WORK INSTRUCTIONS: Give back, word for word, the lines in the listing below from the one holding "point(183, 242)" down to the one holding "point(317, 350)", both ends included.

━━ RECORDS SUPPLIED ━━

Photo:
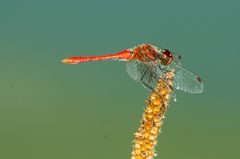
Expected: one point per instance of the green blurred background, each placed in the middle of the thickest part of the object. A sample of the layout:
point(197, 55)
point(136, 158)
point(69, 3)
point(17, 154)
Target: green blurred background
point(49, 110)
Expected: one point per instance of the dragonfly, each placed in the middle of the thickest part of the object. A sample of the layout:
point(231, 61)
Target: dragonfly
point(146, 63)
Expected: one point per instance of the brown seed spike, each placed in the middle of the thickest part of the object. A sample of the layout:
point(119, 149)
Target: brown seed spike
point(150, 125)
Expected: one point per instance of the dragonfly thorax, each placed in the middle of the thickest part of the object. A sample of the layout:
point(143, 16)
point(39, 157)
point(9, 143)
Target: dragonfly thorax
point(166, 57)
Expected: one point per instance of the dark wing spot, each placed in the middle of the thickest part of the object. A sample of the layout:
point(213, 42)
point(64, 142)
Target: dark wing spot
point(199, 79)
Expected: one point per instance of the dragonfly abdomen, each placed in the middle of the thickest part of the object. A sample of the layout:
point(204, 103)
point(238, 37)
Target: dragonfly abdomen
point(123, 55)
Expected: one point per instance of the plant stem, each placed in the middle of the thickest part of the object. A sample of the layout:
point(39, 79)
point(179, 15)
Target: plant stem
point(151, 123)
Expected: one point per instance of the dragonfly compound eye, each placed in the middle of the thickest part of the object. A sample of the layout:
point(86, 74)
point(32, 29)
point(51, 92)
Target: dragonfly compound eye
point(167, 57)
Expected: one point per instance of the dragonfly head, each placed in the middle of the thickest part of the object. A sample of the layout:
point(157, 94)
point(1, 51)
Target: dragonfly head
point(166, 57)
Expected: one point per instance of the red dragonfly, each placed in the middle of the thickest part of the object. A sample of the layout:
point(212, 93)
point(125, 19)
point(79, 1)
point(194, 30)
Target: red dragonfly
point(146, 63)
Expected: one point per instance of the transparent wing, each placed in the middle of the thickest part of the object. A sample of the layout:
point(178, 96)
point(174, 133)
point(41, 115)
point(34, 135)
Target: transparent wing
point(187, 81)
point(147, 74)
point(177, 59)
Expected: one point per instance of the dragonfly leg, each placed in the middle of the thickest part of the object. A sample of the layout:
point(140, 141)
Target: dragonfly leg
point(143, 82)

━━━
━━ RECORDS SUPPLIED ━━

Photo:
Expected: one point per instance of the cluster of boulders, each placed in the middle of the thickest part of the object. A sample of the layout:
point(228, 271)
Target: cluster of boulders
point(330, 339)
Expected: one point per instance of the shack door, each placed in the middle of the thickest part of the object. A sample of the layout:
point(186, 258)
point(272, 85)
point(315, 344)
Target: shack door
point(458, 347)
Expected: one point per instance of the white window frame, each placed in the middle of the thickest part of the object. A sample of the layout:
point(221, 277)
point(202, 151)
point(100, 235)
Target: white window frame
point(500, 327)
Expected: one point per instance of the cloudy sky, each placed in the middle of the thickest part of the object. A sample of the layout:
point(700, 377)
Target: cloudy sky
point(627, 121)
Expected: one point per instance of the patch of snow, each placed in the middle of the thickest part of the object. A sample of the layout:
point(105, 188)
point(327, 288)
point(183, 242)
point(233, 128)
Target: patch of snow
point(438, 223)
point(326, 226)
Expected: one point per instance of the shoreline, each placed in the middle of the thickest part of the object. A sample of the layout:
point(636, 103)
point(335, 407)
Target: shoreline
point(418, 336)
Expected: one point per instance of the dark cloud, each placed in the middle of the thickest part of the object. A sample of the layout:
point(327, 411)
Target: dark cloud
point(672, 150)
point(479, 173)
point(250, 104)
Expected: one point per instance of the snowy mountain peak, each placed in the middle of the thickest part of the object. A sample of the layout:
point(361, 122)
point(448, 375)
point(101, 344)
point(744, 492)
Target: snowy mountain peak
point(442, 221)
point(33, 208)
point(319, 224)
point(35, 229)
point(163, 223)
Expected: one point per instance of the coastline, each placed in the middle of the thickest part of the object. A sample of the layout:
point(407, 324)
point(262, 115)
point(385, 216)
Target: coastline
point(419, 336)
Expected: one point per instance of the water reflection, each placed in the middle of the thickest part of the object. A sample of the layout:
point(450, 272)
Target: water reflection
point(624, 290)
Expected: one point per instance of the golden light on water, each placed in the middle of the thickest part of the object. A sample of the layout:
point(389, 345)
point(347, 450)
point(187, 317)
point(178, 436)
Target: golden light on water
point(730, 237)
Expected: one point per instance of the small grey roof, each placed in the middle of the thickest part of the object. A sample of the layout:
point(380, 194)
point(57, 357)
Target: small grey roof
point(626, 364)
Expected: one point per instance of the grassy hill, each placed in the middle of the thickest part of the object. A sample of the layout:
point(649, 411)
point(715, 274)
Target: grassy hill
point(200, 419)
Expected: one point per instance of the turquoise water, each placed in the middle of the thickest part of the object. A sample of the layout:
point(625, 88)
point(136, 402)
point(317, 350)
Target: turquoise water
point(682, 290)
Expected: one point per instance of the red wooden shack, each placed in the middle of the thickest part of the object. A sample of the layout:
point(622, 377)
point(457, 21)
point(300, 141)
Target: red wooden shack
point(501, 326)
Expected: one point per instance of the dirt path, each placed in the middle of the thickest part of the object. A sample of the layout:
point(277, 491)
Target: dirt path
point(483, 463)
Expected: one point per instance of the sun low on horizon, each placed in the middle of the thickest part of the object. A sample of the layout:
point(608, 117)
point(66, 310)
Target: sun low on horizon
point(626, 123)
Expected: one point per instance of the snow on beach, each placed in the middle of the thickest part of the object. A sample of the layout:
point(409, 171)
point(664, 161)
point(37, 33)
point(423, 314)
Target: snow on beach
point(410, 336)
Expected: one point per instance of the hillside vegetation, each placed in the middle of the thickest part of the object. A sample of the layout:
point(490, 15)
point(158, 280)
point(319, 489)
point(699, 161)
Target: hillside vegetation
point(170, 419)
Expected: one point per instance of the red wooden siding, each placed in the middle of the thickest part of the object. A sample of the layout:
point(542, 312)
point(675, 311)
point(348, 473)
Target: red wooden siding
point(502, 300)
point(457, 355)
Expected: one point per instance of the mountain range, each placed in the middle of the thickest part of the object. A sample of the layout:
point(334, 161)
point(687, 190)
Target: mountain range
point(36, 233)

━━━

RESPONSE TO THIS TASK:
point(183, 242)
point(233, 128)
Target: patch of snow
point(438, 223)
point(326, 226)
Expected: one point per instance of the shoreline, each placed in the middle of the thickest part of the object. A sample of the layout:
point(636, 103)
point(335, 407)
Target: shoreline
point(418, 336)
Expected: one point per instance of the dark cloud, each placed in the middle of the thickest part of the object. A sample of the layout:
point(327, 411)
Target: dark cloud
point(672, 150)
point(479, 173)
point(250, 104)
Expected: one point per instance of the snowy mountain peak, each placed in the middle of the thickest part of the object. A sample of the layout:
point(361, 122)
point(448, 375)
point(101, 344)
point(744, 492)
Target: snowy mountain peak
point(442, 221)
point(33, 208)
point(319, 224)
point(35, 229)
point(163, 223)
Expected: one point per instance of the coastline, each placed in the middle of the thickest part of the object. A sample of the layout:
point(407, 324)
point(262, 115)
point(385, 216)
Target: coastline
point(419, 336)
Expected: one point per instance of the water reflection, each placed in the middle of the thickest part of the object. A sample of the layout:
point(450, 272)
Target: water reflection
point(624, 290)
Expected: one point per instance of the golden light on water, each placed in the middle of the thickest part of the object. A sample of the layout:
point(389, 345)
point(347, 450)
point(187, 317)
point(178, 436)
Target: golden light on water
point(730, 237)
Expected: one point per instance of the small grey roof, each placed in the middle of the thickest part of the object. A sample of the layout:
point(380, 194)
point(57, 357)
Target: small grey roof
point(626, 364)
Expected: one point per instance of the grassy hill, each placed in the middle of the thickest part of the object. A sample of the layout:
point(649, 411)
point(715, 274)
Target: grassy hill
point(200, 419)
Expected: one point per instance of the turquoise water, each placed in the middle of the thickest part of the object. A sample of the layout:
point(625, 88)
point(136, 402)
point(317, 350)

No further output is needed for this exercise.